Task description
Rewrite all the records with every "pin" switched to "marker" and nothing else altered, and omit the pictures.

Listed entries
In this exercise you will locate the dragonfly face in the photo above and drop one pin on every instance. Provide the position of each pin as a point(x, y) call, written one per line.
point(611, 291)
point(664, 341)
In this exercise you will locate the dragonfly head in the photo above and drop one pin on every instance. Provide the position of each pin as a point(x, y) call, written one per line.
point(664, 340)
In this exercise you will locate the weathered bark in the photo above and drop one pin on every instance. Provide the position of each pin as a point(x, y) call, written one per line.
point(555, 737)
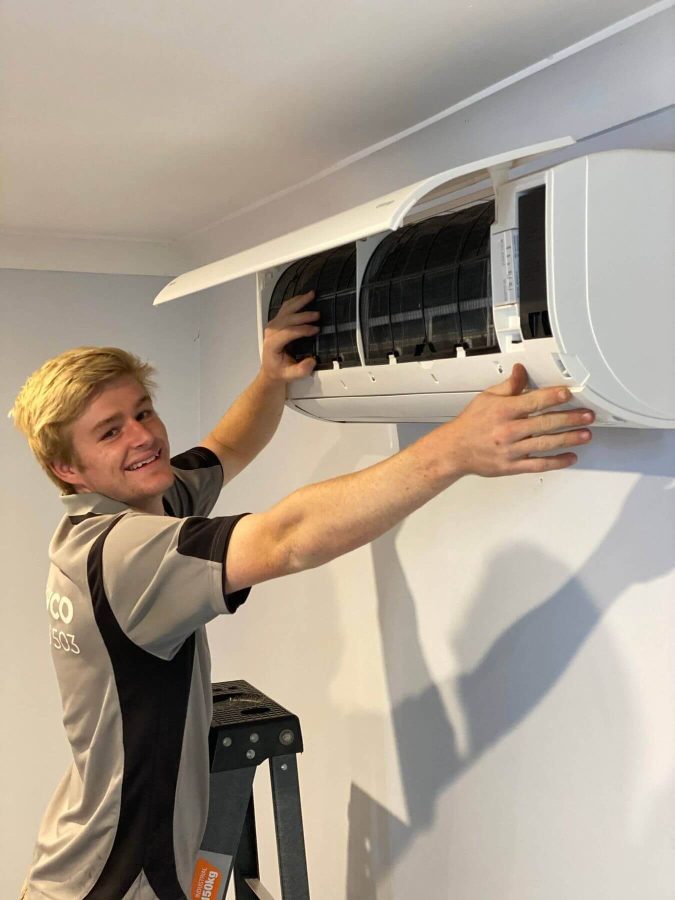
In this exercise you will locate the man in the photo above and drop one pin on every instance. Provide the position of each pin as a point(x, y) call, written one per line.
point(137, 570)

Result for this exercise
In this exercise you will locate the dragonfly face in the photo above and drop one marker on every instance. Provide the position of each marker as a point(x, y) call, written one per line.
point(611, 291)
point(664, 341)
In this exercise you will locate the dragonfly head in the photo above and drop one marker on every instance. Provide the position of each marker as a point(x, y) call, written one per line.
point(664, 340)
In this exercise you will locate the weathered bark in the photo above and drop one marker on every instance. Provide the position of each marker as a point(x, y) call, written one per line.
point(555, 737)
In this exercise you will locate the man in the photo above and drop one marker on every instance. Provide the position of each marker as a point(x, y) call, written one per line.
point(137, 570)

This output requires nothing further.